**Task to complete**. Make an exact copy of all the entries below, with the pictures left out.

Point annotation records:
········
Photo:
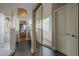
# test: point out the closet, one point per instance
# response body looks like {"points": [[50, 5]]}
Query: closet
{"points": [[66, 29]]}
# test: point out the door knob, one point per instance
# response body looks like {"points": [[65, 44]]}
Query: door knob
{"points": [[67, 34], [73, 36]]}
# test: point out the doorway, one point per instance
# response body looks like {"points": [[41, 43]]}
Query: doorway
{"points": [[22, 31], [66, 29]]}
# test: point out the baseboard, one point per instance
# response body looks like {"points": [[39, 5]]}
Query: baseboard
{"points": [[12, 52]]}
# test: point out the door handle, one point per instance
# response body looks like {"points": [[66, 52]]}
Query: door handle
{"points": [[73, 36], [67, 34]]}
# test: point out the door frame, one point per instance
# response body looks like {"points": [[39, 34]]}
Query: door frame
{"points": [[64, 6], [54, 13], [33, 41]]}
········
**Worked solution**.
Photo:
# test: point out the closet, one point per instance
# response body looks like {"points": [[50, 5]]}
Query: closet
{"points": [[66, 29]]}
# test: point out the door knob, one point per instance
# response body looks like {"points": [[65, 44]]}
Query: door knob
{"points": [[67, 34], [73, 36]]}
# test: point out the doorway, one point per instance
# response body looks like {"points": [[41, 43]]}
Query: doorway
{"points": [[22, 31], [66, 29]]}
# test: point out the baseboard, one point per instance
# response body looks like {"points": [[39, 5]]}
Query: baseboard
{"points": [[12, 52]]}
# test: point out the door handle, one point per instance
# response body looks like {"points": [[66, 52]]}
Query: door handle
{"points": [[73, 36], [67, 34]]}
# test: point out the door frame, one point per instance
# response body looks like {"points": [[39, 34]]}
Query: door frame
{"points": [[64, 6], [54, 13], [33, 41]]}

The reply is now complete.